• [Exercise instructions]: Extract every line of the records below that contains the word "umbrella", and treat uppercase and lowercase as different.

— START Extracted information —

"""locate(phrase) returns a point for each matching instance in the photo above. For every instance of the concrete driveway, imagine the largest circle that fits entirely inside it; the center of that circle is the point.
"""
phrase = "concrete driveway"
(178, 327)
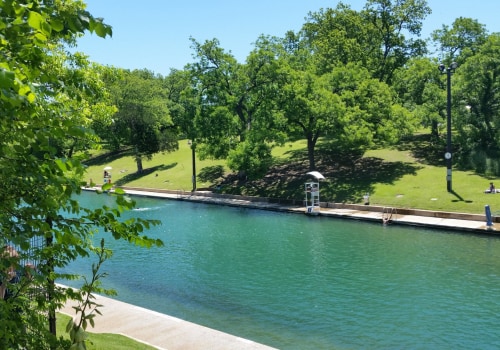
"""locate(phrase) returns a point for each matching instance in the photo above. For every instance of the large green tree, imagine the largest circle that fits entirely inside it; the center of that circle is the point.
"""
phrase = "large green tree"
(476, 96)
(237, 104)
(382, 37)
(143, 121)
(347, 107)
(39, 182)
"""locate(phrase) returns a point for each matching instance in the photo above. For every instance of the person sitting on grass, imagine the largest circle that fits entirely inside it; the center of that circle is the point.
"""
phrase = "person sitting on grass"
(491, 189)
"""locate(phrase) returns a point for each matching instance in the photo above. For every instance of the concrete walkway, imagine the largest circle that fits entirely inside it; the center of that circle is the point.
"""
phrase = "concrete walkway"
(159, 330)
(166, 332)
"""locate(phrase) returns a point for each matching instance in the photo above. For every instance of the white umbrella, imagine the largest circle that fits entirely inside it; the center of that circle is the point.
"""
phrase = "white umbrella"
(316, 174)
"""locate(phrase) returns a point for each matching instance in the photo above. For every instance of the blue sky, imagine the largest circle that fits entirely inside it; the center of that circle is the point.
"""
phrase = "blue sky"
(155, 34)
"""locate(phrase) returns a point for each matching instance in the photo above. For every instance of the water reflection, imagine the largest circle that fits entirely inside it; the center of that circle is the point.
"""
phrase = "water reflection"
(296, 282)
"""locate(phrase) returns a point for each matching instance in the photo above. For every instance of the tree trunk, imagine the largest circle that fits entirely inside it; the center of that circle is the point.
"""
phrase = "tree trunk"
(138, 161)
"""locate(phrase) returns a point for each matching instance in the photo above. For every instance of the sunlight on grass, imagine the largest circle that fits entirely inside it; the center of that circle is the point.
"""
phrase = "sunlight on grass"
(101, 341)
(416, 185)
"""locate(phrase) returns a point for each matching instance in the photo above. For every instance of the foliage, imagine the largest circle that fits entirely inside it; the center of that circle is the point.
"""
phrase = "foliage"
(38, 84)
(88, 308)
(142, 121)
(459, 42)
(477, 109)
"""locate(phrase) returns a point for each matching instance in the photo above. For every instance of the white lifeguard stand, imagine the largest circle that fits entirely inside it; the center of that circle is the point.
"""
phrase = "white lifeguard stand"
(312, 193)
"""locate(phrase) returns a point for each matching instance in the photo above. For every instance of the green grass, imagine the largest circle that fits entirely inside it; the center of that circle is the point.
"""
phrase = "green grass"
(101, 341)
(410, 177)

— END Extracted information —
— START Extracted information —

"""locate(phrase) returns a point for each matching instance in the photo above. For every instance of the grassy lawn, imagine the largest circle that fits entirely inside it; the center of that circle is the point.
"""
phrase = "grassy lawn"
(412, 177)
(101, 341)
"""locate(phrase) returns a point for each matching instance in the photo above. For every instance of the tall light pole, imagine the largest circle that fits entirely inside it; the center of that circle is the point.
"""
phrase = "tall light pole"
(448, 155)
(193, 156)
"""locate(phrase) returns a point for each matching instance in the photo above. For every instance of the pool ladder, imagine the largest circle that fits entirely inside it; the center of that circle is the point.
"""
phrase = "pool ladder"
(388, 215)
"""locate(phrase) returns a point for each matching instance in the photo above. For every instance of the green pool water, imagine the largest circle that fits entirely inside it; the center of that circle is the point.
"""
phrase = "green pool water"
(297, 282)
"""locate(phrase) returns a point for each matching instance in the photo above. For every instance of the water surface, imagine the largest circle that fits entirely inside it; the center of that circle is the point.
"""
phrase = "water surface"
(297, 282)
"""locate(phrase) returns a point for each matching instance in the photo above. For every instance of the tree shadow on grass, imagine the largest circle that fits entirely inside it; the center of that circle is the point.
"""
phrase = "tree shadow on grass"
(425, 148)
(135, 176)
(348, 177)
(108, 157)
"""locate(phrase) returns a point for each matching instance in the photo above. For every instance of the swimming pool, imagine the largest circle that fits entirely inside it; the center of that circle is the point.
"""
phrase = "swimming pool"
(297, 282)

— END Extracted information —

• [Exercise answer]:
"""locate(phrase) returns a point for each matching instance in the photo above. For every instance of the white umbrella, imagine the largest circle that fits entirely inside it; the center of that circle is the point.
phrase = "white umbrella"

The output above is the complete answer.